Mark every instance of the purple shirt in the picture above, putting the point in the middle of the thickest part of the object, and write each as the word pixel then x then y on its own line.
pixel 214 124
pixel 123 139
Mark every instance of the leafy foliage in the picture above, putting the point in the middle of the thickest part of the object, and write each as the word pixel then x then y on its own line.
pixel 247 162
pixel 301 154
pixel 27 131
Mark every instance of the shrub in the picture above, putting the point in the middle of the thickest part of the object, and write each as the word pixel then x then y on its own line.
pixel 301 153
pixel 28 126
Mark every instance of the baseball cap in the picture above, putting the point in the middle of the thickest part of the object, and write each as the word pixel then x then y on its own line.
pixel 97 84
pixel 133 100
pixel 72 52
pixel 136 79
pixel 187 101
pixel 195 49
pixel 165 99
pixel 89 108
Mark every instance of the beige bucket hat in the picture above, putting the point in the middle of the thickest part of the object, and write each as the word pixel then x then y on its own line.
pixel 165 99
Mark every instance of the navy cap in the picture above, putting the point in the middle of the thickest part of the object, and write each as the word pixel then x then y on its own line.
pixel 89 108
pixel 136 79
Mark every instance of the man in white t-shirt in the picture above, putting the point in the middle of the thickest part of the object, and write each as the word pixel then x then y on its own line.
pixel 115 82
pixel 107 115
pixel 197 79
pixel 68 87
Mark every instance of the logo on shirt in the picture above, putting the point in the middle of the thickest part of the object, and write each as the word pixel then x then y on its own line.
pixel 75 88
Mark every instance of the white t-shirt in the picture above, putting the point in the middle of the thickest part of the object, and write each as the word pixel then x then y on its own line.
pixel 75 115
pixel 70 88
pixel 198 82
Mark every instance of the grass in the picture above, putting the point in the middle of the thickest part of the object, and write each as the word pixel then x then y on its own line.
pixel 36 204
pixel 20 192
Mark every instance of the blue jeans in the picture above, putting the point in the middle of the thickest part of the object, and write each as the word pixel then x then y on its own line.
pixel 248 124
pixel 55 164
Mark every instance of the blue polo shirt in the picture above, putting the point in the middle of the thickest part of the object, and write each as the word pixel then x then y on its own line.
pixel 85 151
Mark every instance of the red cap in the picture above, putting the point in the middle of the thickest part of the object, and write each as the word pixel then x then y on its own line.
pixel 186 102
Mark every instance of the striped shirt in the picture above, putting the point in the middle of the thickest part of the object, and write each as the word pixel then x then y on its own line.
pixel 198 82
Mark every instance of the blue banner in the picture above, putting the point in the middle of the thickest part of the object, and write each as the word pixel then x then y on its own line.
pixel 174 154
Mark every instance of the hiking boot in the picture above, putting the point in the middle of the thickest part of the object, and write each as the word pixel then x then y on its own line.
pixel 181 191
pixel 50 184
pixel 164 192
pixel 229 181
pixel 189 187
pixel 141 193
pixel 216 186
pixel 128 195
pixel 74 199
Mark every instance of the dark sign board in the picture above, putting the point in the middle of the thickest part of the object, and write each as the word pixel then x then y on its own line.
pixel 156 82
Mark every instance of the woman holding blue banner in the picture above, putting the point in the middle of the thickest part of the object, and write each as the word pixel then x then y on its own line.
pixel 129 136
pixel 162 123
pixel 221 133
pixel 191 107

## What is needed
The answer must be a word-for-word reproduction of every record above.

## Output for this task
Mark every instance of the purple shirt in the picture above, putting the point in the middle of the thickest part of the object, and write each as the word pixel then x then y on its own line.
pixel 214 124
pixel 123 139
Mark every instance of the leafy foliage in the picture above, putting the point in the middle of the thickest part of the object, and write each as the word pixel then x then y on its own line.
pixel 247 162
pixel 301 154
pixel 27 131
Mark every instance of the shrub in the picture above, putting the point in the middle of the thickest part of the object, and write each as the word pixel then x then y on its own line.
pixel 301 153
pixel 28 126
Mark every instance of the baseball cap in the picture above, putting the point in the middle of the thickest part of the object, and write each as the word pixel then x then y on its own line.
pixel 97 84
pixel 133 100
pixel 72 52
pixel 136 79
pixel 187 101
pixel 195 49
pixel 165 99
pixel 89 108
Mark every instance of the beige bucket hat in the picture above, putting the point in the middle of the thickest part of the object, and write each as the word pixel then x then y on its own line.
pixel 165 99
Mark every instance of the navy cap in the picture above, putting the point in the middle of the thickest part of the object, and write each as the word pixel then x then y on its own line.
pixel 89 108
pixel 136 79
Mark every instance of the man in white t-shirt in the picture above, putting the point in the middle of the thickest part of the object, and write each as the word pixel then x then y on its own line.
pixel 115 82
pixel 107 115
pixel 197 79
pixel 68 87
Mark every instance of the logo on shirt in the picture above, putting the point in the middle of the thickest part of the object, and write each as the word pixel then x then y on its own line.
pixel 75 88
Mark every instance of the white t-shirt in the picture above, putting the point in the middle of the thickest part of the object, and write each as the word pixel then x then y on its own line.
pixel 75 115
pixel 70 88
pixel 198 82
Mark every instance of the grass in the picture above, putting the point in the middle of the thickest part of the object, and write each as the word pixel then x then y on its own line.
pixel 36 204
pixel 20 192
Mark every instance of the blue jeans in the picture above, putting the point in the middle of the thickest part of the object, and write each as the word pixel then x then y on its own line.
pixel 248 124
pixel 55 164
Mark every instance of the blue polo shirt in the picture above, putting the point in the middle of the thickest part of the object, and write each as the word pixel then x then y on its own line.
pixel 85 151
Mark every instance of the red cap in the picture above, putting the point in the middle of the thickest part of the object, and write each as the word pixel then x then y on its own line.
pixel 186 102
Mark every instance of the striped shirt in the picture above, putting the point in the middle of the thickest part of the object, and write each as the word pixel then x then y on its own line.
pixel 198 82
Mark every instance of the blue banner in the picture above, putting the point in the middle of the thickest part of the object, and write each as the word pixel then x then y on its own line.
pixel 174 154
Mark every instance of the hiking boot in the picture above, putting the point in the middle of the thickest part of the object, and write each as the word pixel then x then y on its own line.
pixel 181 191
pixel 50 184
pixel 164 192
pixel 229 181
pixel 189 187
pixel 141 193
pixel 216 186
pixel 128 195
pixel 74 199
Mark every instance of the dark sign board in the picture above, putting the point in the middle of the thickest part of the object, and write each as the word pixel then x then y on its own line.
pixel 156 82
Mark every instance of the woman holding blue banner in the picture above, putting the point in the middle of the thickest part of the object, and write each as the word pixel then x then y on its own line.
pixel 129 136
pixel 162 123
pixel 221 133
pixel 191 107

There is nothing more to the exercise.